Write each line exactly as it stands, from the line containing "town building, one point per instance." through the end of the data.
= = = = =
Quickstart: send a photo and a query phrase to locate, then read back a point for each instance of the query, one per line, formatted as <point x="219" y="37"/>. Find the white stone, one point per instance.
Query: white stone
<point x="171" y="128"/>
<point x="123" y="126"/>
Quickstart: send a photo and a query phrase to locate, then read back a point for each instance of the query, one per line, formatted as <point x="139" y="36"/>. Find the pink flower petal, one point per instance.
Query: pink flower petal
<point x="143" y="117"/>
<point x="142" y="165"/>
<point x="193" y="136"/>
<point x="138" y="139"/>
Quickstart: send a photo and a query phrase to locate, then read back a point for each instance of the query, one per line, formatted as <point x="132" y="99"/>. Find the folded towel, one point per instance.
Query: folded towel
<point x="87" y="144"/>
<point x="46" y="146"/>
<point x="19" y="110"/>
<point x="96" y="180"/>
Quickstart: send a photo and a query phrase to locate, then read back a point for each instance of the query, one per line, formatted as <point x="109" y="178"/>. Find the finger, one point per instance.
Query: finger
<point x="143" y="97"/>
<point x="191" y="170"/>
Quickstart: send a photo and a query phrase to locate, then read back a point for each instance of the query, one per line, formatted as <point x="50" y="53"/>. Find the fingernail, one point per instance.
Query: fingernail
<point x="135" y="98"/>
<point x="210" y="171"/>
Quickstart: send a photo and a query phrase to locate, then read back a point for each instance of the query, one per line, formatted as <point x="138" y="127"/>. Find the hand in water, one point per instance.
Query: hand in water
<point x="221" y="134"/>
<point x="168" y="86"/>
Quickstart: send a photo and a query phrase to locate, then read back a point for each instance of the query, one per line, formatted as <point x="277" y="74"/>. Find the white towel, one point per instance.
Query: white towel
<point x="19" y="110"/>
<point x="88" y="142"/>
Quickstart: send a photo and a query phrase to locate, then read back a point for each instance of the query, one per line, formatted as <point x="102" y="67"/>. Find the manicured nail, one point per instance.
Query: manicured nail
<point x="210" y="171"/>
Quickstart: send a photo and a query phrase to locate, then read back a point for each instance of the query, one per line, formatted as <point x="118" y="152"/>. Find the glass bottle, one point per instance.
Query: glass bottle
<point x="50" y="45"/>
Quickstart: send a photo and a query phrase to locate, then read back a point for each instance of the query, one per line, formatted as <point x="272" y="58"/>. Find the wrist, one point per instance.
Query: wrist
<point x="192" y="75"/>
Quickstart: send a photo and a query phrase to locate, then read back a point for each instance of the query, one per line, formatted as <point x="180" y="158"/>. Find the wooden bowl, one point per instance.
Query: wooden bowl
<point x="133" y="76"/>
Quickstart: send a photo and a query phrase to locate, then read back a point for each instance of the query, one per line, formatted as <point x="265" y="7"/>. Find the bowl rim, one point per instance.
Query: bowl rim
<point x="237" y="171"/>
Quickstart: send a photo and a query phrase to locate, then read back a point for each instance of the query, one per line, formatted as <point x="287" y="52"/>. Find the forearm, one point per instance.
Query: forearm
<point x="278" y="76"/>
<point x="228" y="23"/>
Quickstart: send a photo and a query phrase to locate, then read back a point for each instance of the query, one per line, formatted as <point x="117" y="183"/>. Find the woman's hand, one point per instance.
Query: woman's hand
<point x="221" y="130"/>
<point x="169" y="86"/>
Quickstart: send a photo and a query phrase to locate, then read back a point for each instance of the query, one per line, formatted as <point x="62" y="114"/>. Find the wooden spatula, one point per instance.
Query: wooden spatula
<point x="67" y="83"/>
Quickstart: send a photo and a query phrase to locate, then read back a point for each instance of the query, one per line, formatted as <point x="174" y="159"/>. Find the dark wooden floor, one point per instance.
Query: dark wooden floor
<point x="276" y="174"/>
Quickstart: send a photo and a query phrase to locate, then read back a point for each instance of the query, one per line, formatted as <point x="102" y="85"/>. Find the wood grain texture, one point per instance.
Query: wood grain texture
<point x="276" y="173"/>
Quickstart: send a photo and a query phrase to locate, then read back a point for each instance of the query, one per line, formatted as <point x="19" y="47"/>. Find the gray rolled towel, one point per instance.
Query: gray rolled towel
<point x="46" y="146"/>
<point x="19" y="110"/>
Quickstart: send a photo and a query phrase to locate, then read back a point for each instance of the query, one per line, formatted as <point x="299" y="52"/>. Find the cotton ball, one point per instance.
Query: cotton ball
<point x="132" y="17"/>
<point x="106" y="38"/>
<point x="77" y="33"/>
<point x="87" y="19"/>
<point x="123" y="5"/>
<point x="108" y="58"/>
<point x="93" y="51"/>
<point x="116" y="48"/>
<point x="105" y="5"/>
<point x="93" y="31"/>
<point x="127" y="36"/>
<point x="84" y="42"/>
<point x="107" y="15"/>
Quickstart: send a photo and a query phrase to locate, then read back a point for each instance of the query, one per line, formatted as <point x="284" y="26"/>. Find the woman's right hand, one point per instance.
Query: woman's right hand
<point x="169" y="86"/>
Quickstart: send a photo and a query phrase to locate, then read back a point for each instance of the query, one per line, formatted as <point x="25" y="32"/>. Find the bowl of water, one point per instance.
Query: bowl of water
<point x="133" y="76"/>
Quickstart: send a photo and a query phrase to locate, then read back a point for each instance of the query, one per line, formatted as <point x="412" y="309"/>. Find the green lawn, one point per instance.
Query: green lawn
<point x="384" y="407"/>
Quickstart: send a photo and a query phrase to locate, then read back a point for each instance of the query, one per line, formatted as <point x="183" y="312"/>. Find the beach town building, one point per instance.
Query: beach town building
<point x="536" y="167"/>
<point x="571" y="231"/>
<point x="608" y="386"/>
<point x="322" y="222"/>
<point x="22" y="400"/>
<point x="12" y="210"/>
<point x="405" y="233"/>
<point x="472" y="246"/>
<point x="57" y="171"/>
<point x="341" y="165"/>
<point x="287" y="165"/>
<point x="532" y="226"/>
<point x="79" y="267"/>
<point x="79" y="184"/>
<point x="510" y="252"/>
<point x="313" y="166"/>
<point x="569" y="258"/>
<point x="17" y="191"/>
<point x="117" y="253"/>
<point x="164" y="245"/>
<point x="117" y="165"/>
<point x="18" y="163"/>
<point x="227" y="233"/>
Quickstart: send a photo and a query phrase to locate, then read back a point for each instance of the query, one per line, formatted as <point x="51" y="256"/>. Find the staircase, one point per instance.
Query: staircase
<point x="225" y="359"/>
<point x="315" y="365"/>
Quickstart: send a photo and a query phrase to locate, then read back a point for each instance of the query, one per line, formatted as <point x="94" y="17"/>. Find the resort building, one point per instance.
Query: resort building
= = = = =
■ Full solution ■
Quickstart: send a photo and a query phrase to locate, then read back a point for each instance of the query, one per line, formatted as <point x="183" y="312"/>. Find the beach town building, one point per instance.
Query: beach town building
<point x="536" y="167"/>
<point x="571" y="231"/>
<point x="608" y="386"/>
<point x="322" y="222"/>
<point x="22" y="400"/>
<point x="12" y="210"/>
<point x="405" y="233"/>
<point x="472" y="246"/>
<point x="57" y="171"/>
<point x="341" y="165"/>
<point x="287" y="165"/>
<point x="532" y="226"/>
<point x="79" y="267"/>
<point x="79" y="184"/>
<point x="510" y="252"/>
<point x="313" y="166"/>
<point x="569" y="258"/>
<point x="17" y="191"/>
<point x="117" y="253"/>
<point x="164" y="245"/>
<point x="117" y="165"/>
<point x="18" y="163"/>
<point x="227" y="233"/>
Quickstart: send a photo and a query phrase to locate, then read back a point for each instance of the query, one per line, formatted as <point x="51" y="256"/>. Find the staircase, one point per instance.
Query: staircase
<point x="225" y="359"/>
<point x="315" y="365"/>
Quickstart: send a photo and a query phrase to locate, then read back a point for each instance of the query, one per line, formatted as <point x="94" y="17"/>. Find the resort building, one point per instance.
Query: resort building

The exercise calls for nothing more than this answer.